WHAT NEEDS TO BE DONE: Repeat the listing verbatim. Drop any pictures.

*** Opening EXTRACTED ENTRIES ***

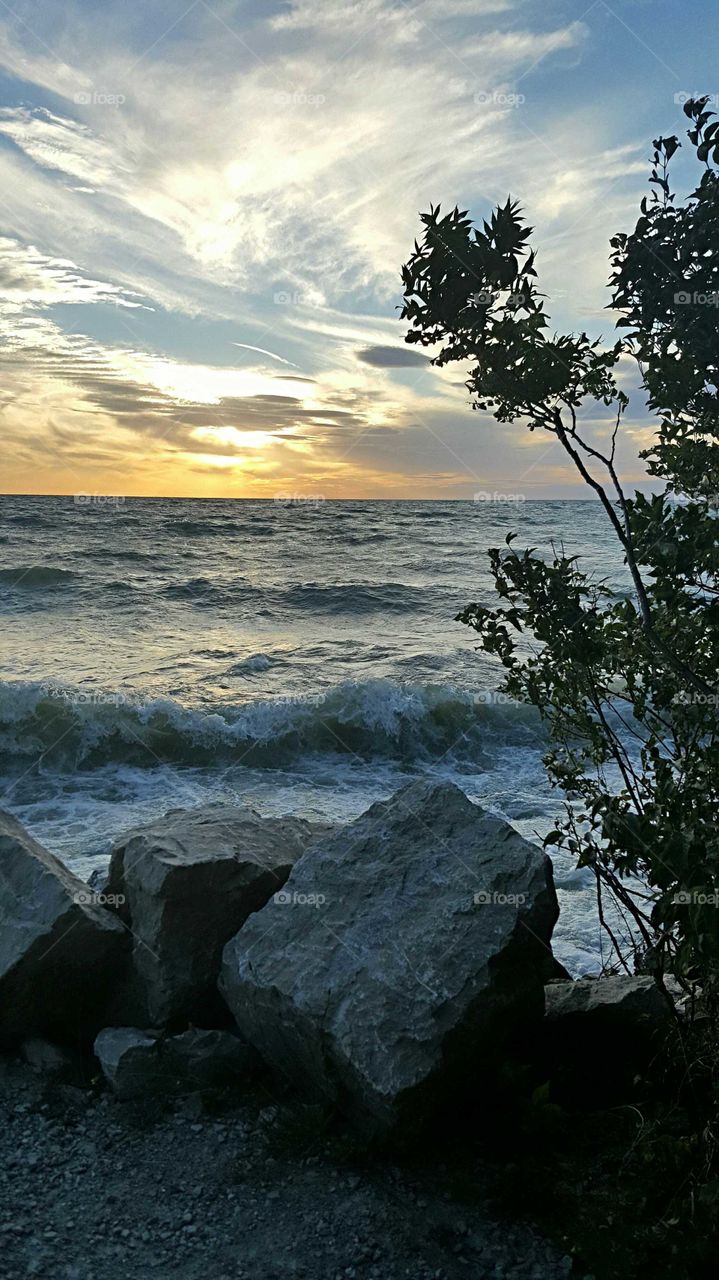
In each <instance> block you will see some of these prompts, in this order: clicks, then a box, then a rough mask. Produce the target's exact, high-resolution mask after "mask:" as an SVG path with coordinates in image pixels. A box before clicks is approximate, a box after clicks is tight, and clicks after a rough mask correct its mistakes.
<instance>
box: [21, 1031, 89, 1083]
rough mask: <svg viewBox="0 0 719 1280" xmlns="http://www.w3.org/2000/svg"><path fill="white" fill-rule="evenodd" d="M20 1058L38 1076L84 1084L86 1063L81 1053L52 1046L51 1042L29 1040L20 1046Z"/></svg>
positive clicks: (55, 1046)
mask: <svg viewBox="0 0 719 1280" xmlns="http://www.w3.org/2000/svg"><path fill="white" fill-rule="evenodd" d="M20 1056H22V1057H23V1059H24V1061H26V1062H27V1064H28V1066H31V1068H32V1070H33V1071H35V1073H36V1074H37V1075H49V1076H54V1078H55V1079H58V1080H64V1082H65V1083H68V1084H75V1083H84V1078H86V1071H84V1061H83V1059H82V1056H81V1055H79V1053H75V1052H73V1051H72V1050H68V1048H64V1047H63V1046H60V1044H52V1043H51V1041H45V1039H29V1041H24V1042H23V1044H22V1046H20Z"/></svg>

*** Closing EXTRACTED ENTRIES ***

ANSWER BOX:
In each <instance> block you will see some of these prompts, in this order: clicks, then a box, then a rough mask. Produce the target's exact, high-resolution mask after "mask:" as an SVG path with coordinates in image pixels. A box before clicks is approximate, a box after clicks is tight, and clicks after a rough mask correct its mistakes.
<instance>
box: [21, 1031, 89, 1083]
rough mask: <svg viewBox="0 0 719 1280" xmlns="http://www.w3.org/2000/svg"><path fill="white" fill-rule="evenodd" d="M20 1058L38 1076L84 1084L86 1063L81 1053L52 1046L51 1042L29 1040L20 1046Z"/></svg>
positive clicks: (55, 1046)
mask: <svg viewBox="0 0 719 1280" xmlns="http://www.w3.org/2000/svg"><path fill="white" fill-rule="evenodd" d="M20 1056H22V1057H23V1059H24V1061H26V1062H27V1064H28V1066H31V1068H32V1070H33V1071H35V1073H36V1074H37V1075H49V1076H54V1078H55V1079H58V1080H64V1082H65V1083H68V1084H75V1083H84V1078H86V1071H84V1061H83V1059H82V1056H81V1055H79V1053H75V1052H73V1051H72V1050H68V1048H64V1047H63V1046H60V1044H52V1043H51V1041H45V1039H29V1041H24V1042H23V1044H22V1046H20Z"/></svg>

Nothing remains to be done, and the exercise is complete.